**DOCUMENT SECTION**
####################

Official Christopher Golden Website
Order “The Lost Ones
Read An Excerpt
Read Fantasy Book Critic’s Reviews of “The Myth Hunters” + “The Borderkind

In “The Myth Hunters” and “The Borderkind”, the first two volumes in The Veil trilogy, Christopher Golden establishes a world where creatures of ancient myth and legend like Jack Frost, the Sandman, Greek gods, trolls, goblins, giants, sorcerers and whatnot are real entities existing in a world that mirrors our own but is separated from us by a magical barrier called the Veil. Known as the Two Kingdoms, this fantastical world is populated by Legends, Borderkind—creatures who can travel back & forth across the Veil at will—and Lost Ones, human beings who accidentally crossed the Veil and are now forever trapped in the realm of the legendary. For centuries, Legends, Borderkind, and Lost Ones have co-existed peacefully alongside one another, but everything changes with the arrival of the Bascombes, siblings who are possibly Legend-Born—the ages-old prophesied saviors of the Lost Ones—and the key to a war that threatens the existence of the Borderkind and the hope of the Lost Ones

Everything that’s happened so far in the first two volumes has been building towards “The Lost Ones”, the trilogy’s conclusion, and what a conclusion it is :) Where “The Myth Hunters” was a suspenseful blend of mystery, fantasy & horror that drew readers in with its intriguing concept and “The Borderkind” was an action-packed rollercoaster full of shocking revelations and betrayals, “The Lost Ones” is an explosive finale where all-out war erupts, secrets are revealed—like finally learning about the mysterious Wayland Smith—villains are confronted, heroes fall, and the prophecy is fulfilled… In other words, “The Lost Ones” is much bigger than its predecessors, not just in terms of size—as in page count—but also in the scope of the story, action-wise, the number of character viewpoints, and emotionally. In short, “The Lost Ones” completes the Veil trilogy in wonderful style, but it does have its drawbacks.

####################

**SUPPLIED INFORMATION**
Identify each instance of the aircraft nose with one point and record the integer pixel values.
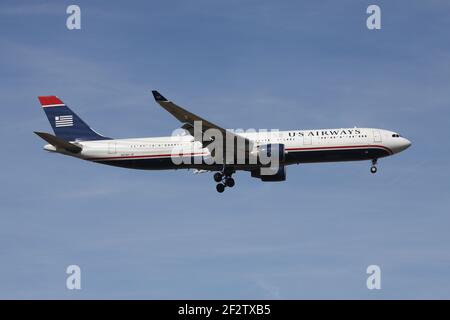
(405, 144)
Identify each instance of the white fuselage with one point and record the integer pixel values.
(301, 146)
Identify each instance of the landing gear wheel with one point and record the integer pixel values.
(220, 188)
(218, 177)
(229, 182)
(228, 171)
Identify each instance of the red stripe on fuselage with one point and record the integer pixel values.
(288, 149)
(145, 156)
(341, 147)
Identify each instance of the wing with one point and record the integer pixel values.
(189, 122)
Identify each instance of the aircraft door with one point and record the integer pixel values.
(376, 136)
(307, 139)
(112, 147)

####################

**TASK ITEM A**
According to the Veil trilogy review, in what ways is "The Lost Ones" bigger than the two earlier volumes? Answer in one to three sentences.
**TASK ITEM B**
Pick up the Veil trilogy review after its last sentence, beginning with the drawbacks of "The Lost Ones."

**TASK RESULT A**
The review says "The Lost Ones" is bigger not only in size, meaning page count, but also in the scope of its story. It is bigger in action, in the number of character viewpoints, and emotionally.

**TASK RESULT B**
For starters, between the massive war that is being fought, the prophecy, the awesome hidden power that the Bascombes possess, and other subplots like recruiting soldiers for the war, characters seeking redemption for past mistakes, a tragic romance, and righteousness overcoming evil, you just get the feeling that you’ve seen all this before, especially if you’re a fan of epic fantasy novels. In particular, I kept thinking of “The Return of the King” :) Obviously there are some notable differences in the Veil trilogy like the numerous mythologies—both recognizable and obscure—that are culled from dozens of exotic cultures, but the similarities are still easy to see. From a personal standpoint, I loved Christopher’s take on so many different fables & folklore and that was an aspect that I really missed in “The Lost Ones”. Sure, the author introduces a ton of new Legends and Borderkind in the book, but they aren’t afforded the same depth as others were shown in the first two volumes, which is understandable considering everything the finale has to cover. Still, for me it was a noticeable absence along with the lack of suspense and horror that I found so riveting in the earlier books. Lastly, it should be noted that there are some ridiculously powerful characters in the novel including Oliver, Frost, the Sandman, and the Atlantean sorcerer Ty’Lis which leads to a few over-the-top battles that may be hard to swallow unless you’re a big fan of videogames or superhero comics/movies. Fortunately, I am :)

In the end, even though “The Lost Ones” has its shortcomings, the book is still highly entertaining and does a super job of concluding the Veil trilogy which is one of those series that offers wide-ranging appeal especially with Christopher’s smooth prose & accomplished storytelling and the trilogy’s dynamic blend of contemporary thriller, horror and supernatural fantasy. For me though, the best thing about the entire series was how the author resolved the trilogy. All I will say is that the future holds unlimited possibilities for Oliver Bascombe, the denizens of the Two Kingdoms, and potential sequels…


Q: “The Lost Ones” which completes your Veil trilogy is scheduled for publication March 25, 2008. What are your final thoughts on the trilogy as a whole and will there be any future adventures starring Oliver Bascombe or the denizens of the Two Kingdoms?

Christopher: THE VEIL started with Oliver Bascombe and Jack Frost, and Oliver's anxiety about getting married. As I wrote the trilogy, the story changed dramatically, with new characters coming in and altering the course of events, creating new tangents, new sub-plots to be served, and new stakes. I had a fantastic time with all of the various mythologies mashed up together in the three books—and certainly there are a thousand more stories to be told involving characters I introduced and new ones, as well as plot threads about people who've gone missing in the past (Lost Ones)—but I enjoyed the characters the most. I loved writing Oliver, Kitsune, Julianna, Colette, Blue Jay, Frost, Halliwell, and all the rest. Would I go back to that world? One of these days I'd very much like to do that. But I have a lot of other things I want to write first, and there'd need to be a desire on the part of the publisher to see that happen, which would depend entirely on the long term sales.

Q: On May 20, 2008 your collaboration novel with author
Tim Lebbon, “Mind the Gap: A Novel of the Hidden Cities”, is coming out. Is there anything else you can tell readers about the book that hasn’t been mentioned already and what’s the status report on the second Hidden Cities novel “The Map of Moments”?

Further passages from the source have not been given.